The rest are rodenticides. These chemical compounds kill within a few hours (acute), days (subacute), or more than a few days (chronic, usually by blood coagulation). They can be dispersed from helicopters (aerial broadcast), though bait stations, by hand (workers would have to walk the entirety of the island on foot).
Because of the rough terrain of the islands, all of the hand baiting and bait station options are automatically struck down. Some of the other chemicals won’t work well for other reasons, usually because they don’t meet safety guidelines.
- Aerial Zinc Phosphide (acute)
- Bait Station Zinc Phosphide (acute)
- Hand Zinc Phosphide (acute)
- Aerial Bromethalin (acute)
- Bait Station Bromethalin (acute)
- Hand Bromethalin (acute)
- Bait Station Cholecalciferol (subacute)
- Hand Cholecalciferol (subacute)
- Bait Station Warfarin (chronic coagulant)
- Hand Warfarin (chronic coagulant)
- Bait Station Diphacinone (chronic coagulant)
- Hand Diphacinone (chronic coagulant)
- Bait Station Chlorophacinone (chronic coagulant)
- Hand Chlorophacinone (chronic coagulant)
- Bait Station Brodifacoum (chronic coagulant)
- Hand Brodifacoum (chronic coagulant)
- Bait Station Bromadiolone (chronic coagulant)
- Hand Bromadiolone (chronic coagulant)
- Bait Station Difethialone (chronic coagulant)
- Hand Difethialone (chronic coagulant)
- Aerial Pindone (chronic coagulant)
- Bait Station Pindone (chronic coagulant)

## Tasks and exercises
[A] Answer these questions using the passage on rodenticides:
(i) How do chronic rodenticides usually kill?
(ii) Why are all of the hand baiting and bait station options automatically struck down?
(iii) What category is listed for Cholecalciferol?
[B] Repeat, word for word, the stretch of the rodenticide passage from "- Bait Station Bromethalin" through "Station Diphacinone (chronic coagulant)".

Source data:
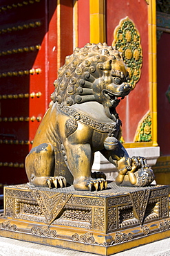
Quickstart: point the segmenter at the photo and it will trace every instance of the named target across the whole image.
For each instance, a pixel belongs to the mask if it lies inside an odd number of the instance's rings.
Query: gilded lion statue
[[[121,53],[105,43],[87,44],[66,57],[25,158],[30,184],[105,189],[105,175],[92,173],[96,151],[117,167],[117,185],[145,186],[153,181],[145,158],[129,157],[119,141],[121,121],[116,108],[132,89],[128,80]]]

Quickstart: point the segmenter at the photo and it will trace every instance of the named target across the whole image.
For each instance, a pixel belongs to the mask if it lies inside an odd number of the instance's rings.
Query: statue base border
[[[170,235],[166,185],[118,187],[101,192],[35,188],[4,188],[0,235],[110,255]]]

## Solved problems
[A]
(i) By blood coagulation.
(ii) Because of the rough terrain of the islands.
(iii) Subacute.

[B]
- Bait Station Bromethalin (acute)
- Hand Bromethalin (acute)
- Bait Station Cholecalciferol (subacute)
- Hand Cholecalciferol (subacute)
- Bait Station Warfarin (chronic coagulant)
- Hand Warfarin (chronic coagulant)
- Bait Station Diphacinone (chronic coagulant)